___ Supplied entries

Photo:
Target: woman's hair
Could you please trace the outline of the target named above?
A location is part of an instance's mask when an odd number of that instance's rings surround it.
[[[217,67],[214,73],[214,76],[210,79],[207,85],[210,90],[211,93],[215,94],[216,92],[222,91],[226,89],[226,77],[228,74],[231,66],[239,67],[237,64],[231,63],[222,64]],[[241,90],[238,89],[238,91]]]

______

Set problem
Render the lines of all the items above as a JSON list of strings, with one string per line and no blank lines.

Task response
[
  "Photo:",
  "Target: woman's hair",
  "Could you please trace the outline of the target named above?",
  "A location is part of an instance's mask when an odd number of that instance's rings surround it.",
  "[[[217,67],[214,73],[214,76],[210,79],[207,85],[210,90],[211,93],[215,94],[216,92],[222,91],[226,89],[226,77],[228,74],[231,66],[239,67],[237,64],[231,63],[222,64]],[[241,90],[238,89],[238,91]]]"
]